#### Dataset records:
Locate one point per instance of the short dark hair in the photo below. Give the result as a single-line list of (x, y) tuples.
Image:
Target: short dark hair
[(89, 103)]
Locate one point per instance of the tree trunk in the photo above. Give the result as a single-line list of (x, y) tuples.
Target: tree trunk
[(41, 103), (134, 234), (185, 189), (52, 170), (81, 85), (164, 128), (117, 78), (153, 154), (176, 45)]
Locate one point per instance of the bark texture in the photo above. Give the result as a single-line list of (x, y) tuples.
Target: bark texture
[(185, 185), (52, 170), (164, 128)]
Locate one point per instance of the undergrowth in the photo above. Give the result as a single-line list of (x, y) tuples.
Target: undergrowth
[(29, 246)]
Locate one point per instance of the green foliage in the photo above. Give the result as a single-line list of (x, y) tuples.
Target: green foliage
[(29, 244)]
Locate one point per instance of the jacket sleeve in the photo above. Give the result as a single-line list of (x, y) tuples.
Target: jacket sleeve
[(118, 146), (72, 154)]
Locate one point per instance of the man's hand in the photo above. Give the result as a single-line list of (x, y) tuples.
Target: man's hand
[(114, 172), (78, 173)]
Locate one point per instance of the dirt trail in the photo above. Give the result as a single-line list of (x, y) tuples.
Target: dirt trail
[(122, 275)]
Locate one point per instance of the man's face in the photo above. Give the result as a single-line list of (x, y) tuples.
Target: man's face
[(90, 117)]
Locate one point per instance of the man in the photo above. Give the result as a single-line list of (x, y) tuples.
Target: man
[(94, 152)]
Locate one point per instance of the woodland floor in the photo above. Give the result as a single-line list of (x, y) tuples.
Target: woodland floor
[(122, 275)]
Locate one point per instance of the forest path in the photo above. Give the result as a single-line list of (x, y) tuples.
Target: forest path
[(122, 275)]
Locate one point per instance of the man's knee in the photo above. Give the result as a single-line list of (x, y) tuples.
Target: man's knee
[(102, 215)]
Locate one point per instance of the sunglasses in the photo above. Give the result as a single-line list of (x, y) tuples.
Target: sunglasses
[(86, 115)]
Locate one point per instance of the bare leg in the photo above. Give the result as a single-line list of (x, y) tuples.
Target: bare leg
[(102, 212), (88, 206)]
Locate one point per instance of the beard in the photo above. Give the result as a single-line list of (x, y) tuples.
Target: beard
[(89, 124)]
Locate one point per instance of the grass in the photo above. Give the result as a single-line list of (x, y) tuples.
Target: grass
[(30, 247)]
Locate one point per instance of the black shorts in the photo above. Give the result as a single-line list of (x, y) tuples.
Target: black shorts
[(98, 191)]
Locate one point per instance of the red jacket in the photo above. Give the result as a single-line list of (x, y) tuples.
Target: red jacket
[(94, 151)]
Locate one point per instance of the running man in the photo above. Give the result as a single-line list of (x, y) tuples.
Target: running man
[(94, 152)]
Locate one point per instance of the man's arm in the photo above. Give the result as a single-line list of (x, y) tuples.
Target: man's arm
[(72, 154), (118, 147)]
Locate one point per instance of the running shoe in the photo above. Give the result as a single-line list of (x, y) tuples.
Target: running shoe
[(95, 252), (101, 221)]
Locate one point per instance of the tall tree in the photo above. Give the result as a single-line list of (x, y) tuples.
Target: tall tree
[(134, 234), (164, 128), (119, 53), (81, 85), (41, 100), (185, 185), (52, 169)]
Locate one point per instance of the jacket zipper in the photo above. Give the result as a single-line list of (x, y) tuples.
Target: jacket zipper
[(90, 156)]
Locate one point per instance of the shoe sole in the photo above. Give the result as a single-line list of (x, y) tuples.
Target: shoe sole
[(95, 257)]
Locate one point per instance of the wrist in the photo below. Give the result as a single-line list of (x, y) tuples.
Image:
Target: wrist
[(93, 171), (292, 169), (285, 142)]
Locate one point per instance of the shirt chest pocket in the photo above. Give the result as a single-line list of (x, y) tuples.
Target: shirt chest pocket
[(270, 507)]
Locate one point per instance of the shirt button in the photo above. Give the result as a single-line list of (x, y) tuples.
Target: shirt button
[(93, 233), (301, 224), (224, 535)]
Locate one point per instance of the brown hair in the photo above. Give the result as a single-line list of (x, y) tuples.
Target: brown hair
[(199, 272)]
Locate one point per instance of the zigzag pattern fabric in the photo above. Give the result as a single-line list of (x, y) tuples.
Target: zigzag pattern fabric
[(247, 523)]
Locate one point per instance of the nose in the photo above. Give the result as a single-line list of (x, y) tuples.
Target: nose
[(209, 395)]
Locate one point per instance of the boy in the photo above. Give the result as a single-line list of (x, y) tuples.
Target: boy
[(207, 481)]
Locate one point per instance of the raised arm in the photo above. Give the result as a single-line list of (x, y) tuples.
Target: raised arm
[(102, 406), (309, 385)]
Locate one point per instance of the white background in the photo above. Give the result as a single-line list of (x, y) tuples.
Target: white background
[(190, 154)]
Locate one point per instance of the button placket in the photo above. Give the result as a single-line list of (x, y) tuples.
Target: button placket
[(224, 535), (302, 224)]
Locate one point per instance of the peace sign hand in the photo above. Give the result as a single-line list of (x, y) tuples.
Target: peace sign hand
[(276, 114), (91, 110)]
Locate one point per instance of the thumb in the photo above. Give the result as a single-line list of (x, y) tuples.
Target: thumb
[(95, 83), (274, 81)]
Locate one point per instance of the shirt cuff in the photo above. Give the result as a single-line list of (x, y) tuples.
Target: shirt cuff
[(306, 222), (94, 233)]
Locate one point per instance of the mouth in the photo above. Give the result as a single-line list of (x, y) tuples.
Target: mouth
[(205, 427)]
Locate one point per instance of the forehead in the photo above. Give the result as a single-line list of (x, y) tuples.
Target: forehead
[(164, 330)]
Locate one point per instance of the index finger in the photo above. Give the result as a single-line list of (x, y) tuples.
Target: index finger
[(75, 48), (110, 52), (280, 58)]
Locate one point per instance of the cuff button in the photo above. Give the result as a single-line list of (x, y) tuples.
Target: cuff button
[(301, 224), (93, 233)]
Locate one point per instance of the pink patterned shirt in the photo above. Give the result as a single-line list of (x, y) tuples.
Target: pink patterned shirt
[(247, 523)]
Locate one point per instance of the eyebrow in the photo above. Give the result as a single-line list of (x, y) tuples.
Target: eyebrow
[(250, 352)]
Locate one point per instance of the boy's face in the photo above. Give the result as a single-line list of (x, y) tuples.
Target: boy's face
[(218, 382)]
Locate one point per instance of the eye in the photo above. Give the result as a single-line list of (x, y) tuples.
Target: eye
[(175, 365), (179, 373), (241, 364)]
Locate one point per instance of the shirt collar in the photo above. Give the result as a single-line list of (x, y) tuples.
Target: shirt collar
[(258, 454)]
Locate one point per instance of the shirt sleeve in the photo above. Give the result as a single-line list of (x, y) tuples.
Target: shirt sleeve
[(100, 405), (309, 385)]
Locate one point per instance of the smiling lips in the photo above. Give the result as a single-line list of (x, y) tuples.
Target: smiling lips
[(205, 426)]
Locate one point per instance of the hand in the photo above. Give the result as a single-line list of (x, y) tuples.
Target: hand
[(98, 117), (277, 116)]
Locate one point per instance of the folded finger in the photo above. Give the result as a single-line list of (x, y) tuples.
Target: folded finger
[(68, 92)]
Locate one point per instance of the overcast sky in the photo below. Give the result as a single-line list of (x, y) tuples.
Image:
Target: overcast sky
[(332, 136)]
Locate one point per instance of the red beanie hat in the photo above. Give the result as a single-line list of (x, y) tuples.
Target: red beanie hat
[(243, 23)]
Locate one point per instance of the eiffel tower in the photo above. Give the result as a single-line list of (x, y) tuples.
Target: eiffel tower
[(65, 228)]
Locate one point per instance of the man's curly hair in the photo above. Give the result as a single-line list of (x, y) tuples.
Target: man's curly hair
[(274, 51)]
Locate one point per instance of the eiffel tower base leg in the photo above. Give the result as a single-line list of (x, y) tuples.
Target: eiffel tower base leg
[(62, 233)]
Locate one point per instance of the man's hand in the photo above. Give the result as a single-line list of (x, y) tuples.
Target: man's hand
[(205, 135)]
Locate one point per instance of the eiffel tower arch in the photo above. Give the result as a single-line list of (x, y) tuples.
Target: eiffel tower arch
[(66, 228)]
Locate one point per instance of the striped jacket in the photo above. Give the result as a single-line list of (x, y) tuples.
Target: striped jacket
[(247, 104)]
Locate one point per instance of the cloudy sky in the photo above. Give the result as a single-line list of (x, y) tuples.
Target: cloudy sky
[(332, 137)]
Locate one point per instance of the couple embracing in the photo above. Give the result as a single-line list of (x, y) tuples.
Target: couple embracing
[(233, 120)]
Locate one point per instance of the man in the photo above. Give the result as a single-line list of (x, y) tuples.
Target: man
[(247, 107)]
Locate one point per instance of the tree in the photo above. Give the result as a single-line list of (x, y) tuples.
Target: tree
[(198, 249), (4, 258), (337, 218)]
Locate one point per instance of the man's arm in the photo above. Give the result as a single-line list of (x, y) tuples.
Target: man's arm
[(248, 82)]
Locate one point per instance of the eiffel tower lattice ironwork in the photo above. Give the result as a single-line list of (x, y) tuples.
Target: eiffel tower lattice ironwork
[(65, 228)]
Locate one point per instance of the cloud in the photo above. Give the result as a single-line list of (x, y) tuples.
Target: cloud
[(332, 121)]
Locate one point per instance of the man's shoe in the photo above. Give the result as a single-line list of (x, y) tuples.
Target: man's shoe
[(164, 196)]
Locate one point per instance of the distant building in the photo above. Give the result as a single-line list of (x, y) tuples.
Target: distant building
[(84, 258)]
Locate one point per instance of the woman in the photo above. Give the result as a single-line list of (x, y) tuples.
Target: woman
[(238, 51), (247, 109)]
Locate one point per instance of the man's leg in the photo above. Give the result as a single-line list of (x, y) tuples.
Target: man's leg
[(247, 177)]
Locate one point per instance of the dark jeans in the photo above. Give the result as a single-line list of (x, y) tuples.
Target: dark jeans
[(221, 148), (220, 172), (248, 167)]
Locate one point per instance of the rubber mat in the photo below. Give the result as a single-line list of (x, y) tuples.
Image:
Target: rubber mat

#### Your objective:
Please copy the material word for word, from the line with "Locate one point per instance of the mouth" up to and including the line with "[(205, 426)]".

#### Task solution:
Locate one point per instance of the mouth in the photo above. Give the result as a single-line list of (x, y) tuples.
Target: mouth
[(205, 427)]
Locate one point per instance of the forehead in the photo above. Give the result as a single-line list of (x, y) tuples.
Target: forehead
[(164, 330)]
Locate one point per instance of the index finger in the photo above. Give the result as a single-line list of (x, y) tuples.
Target: index finger
[(75, 48), (110, 52), (280, 58)]
Locate one point per instance of the cuff button in the photo above. Give the result as a single-line list of (x, y) tuples.
Target: cuff button
[(301, 224), (93, 233)]
Locate one point per instance of the pink patterned shirt in the photo above. Give the result as a single-line list of (x, y) tuples.
Target: pink patterned shirt
[(247, 523)]
Locate one point per instance of the eyebrow in the photo above. Give the result as a single-line list of (x, y) tuples.
Target: eyebrow
[(250, 352)]
Locate one point per instance of the boy's face in the photo above. Give the result as a single-line list of (x, y) tuples.
Target: boy's face
[(218, 382)]
Locate one point per instance of the eye in the photo above. Give the result as a single-line list of (x, y) tuples.
Target: eye
[(175, 365), (179, 373), (241, 364)]
Locate one point per instance of the shirt collar in the photo above. Give the result as a single-line list of (x, y) tuples.
Target: shirt collar
[(258, 454)]
Locate one point per instance of the shirt sleeve in the photo above. Give the result as a single-line list of (x, y) tuples.
Target: shirt sleeve
[(100, 405), (309, 385)]
Locate one point per instance of the smiling lips in the photo above. Give the result as a single-line list of (x, y) tuples.
Target: smiling lips
[(205, 426)]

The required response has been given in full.